> **WHAT TO DO**
Reproduce word for word the passage of the computational text analysis piece that starts at the words "Katherine Keith is" and stops after "fellowship in 2019.".

Methodological Challenges in Computational Text Analysis

Computational text analysis is a field that uses computational methods (primarily from natural language processing and machine learning) to answer research questions about large collections of text data (e.g. news articles, court documents, social media posts, congressional speeches, electronic health records etc.). In this talk, I will discuss two recent projects that address methodological challenges in computational text analysis research. First, computational text analysis often relies on supervised classifiers to infer aggregate measures of groups of documents (for example, the proportion of Tweets that have positive sentiment towards a politician each day), a task called “prevalence estimation.” I show that previous methods that aggregate and adjust discriminative classifiers are biased and develop a novel hybrid discriminative-generative model which is more robust to prevalence shifts between training and testing. Second, most computational text analysis methods have focused on descriptive measurements of corpora or predictive tasks, but social research is often concerned with causal inference. I will describe our new quasi-experimental design framework for causal text matching which involves computing distance scores between pairs of texts via supervised text classifiers and unsupervised embedding representations. I apply this method to a dataset of scraped Reddit comments and estimate the effects of deleting comments on Reddit users’ behavior.

Katherine Keith is a fourth-year PhD student in the College of Information and Computer Sciences at the University of Massachusetts Amherst. Her research with her advisor, Brendan O’Connor, focuses on computational text analysis, natural language processing, and machine learning. She graduated summa cum laude from Lewis & Clark College in Portland, Oregon in 2015 with a degree in Mathematics and a minor in Chinese. After her undergraduate, she received a Fulbright English Teaching Assistantship and taught in Kinmen, Taiwan for twelve months before beginning her graduate degree. She was awarded a Bloomberg Data Science PhD fellowship in 2019.

> **RECORDS**
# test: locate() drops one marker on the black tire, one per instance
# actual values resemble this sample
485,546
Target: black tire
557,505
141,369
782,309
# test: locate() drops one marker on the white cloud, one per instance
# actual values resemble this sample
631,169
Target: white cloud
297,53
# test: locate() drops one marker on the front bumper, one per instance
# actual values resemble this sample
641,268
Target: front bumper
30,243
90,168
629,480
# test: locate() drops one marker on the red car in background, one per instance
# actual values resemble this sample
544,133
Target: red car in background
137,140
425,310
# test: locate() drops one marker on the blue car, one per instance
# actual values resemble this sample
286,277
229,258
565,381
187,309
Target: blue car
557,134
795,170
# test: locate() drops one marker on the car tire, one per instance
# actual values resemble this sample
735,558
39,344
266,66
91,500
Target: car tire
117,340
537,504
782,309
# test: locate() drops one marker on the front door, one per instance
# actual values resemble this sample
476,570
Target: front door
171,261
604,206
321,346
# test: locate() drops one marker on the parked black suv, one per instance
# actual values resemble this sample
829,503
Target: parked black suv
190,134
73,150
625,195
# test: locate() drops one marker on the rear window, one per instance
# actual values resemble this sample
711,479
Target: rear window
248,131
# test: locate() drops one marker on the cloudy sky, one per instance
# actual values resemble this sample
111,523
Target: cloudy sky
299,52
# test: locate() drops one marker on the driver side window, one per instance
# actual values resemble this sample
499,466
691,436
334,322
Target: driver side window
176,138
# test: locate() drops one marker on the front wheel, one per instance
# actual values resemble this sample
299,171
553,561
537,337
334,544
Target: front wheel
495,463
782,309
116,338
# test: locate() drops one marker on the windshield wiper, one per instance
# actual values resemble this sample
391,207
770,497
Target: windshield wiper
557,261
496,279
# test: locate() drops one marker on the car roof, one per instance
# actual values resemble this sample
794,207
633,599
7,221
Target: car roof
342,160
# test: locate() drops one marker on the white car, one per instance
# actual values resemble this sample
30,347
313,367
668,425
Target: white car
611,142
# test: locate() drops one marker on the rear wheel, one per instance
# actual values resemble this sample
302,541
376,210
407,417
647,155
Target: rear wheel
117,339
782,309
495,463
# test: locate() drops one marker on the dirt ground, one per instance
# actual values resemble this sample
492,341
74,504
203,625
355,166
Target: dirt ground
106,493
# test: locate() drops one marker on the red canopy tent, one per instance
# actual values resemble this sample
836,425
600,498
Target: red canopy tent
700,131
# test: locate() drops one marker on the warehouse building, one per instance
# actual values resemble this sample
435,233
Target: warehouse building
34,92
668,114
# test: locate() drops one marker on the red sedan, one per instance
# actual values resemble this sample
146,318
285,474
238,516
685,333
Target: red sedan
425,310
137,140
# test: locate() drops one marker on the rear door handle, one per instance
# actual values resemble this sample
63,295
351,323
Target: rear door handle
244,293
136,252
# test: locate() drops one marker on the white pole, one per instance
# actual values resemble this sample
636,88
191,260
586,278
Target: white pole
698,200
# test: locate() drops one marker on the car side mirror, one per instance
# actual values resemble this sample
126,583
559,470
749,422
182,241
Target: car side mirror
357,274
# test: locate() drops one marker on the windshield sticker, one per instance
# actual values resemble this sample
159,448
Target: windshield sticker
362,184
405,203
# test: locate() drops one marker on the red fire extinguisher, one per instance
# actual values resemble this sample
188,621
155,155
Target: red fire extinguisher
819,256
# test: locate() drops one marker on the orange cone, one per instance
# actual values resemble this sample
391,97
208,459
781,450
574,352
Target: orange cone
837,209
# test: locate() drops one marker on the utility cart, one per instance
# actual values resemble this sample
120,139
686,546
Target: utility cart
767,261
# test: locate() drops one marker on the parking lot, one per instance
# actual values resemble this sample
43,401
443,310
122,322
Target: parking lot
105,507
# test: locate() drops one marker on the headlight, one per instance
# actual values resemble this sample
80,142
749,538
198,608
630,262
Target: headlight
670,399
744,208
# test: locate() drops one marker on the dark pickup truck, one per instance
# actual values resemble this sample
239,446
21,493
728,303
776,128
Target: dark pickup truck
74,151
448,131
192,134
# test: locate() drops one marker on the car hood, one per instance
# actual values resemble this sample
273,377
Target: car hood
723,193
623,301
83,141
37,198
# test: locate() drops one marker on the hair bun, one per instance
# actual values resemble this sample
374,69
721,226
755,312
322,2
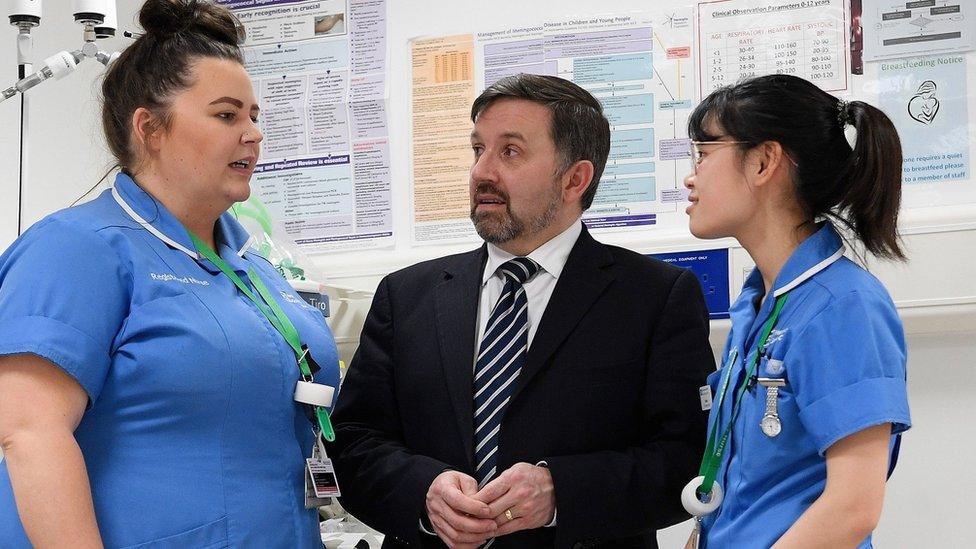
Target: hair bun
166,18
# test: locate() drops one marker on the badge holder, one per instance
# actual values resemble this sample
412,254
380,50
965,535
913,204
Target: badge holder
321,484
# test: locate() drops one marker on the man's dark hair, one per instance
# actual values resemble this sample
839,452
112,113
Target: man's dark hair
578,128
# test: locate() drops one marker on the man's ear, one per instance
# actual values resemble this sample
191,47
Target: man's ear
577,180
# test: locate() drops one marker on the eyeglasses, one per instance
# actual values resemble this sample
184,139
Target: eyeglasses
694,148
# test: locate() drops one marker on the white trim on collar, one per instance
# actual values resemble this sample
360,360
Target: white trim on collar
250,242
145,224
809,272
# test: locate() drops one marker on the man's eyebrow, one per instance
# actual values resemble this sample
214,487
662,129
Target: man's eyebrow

> **RESULT BELOW**
Katherine Keith is a fourth-year PhD student in the College of Information and Computer Sciences at the University of Massachusetts Amherst. Her research with her advisor, Brendan O’Connor, focuses on computational text analysis, natural language processing, and machine learning. She graduated summa cum laude from Lewis & Clark College in Portland, Oregon in 2015 with a degree in Mathematics and a minor in Chinese. After her undergraduate, she received a Fulbright English Teaching Assistantship and taught in Kinmen, Taiwan for twelve months before beginning her graduate degree. She was awarded a Bloomberg Data Science PhD fellowship in 2019.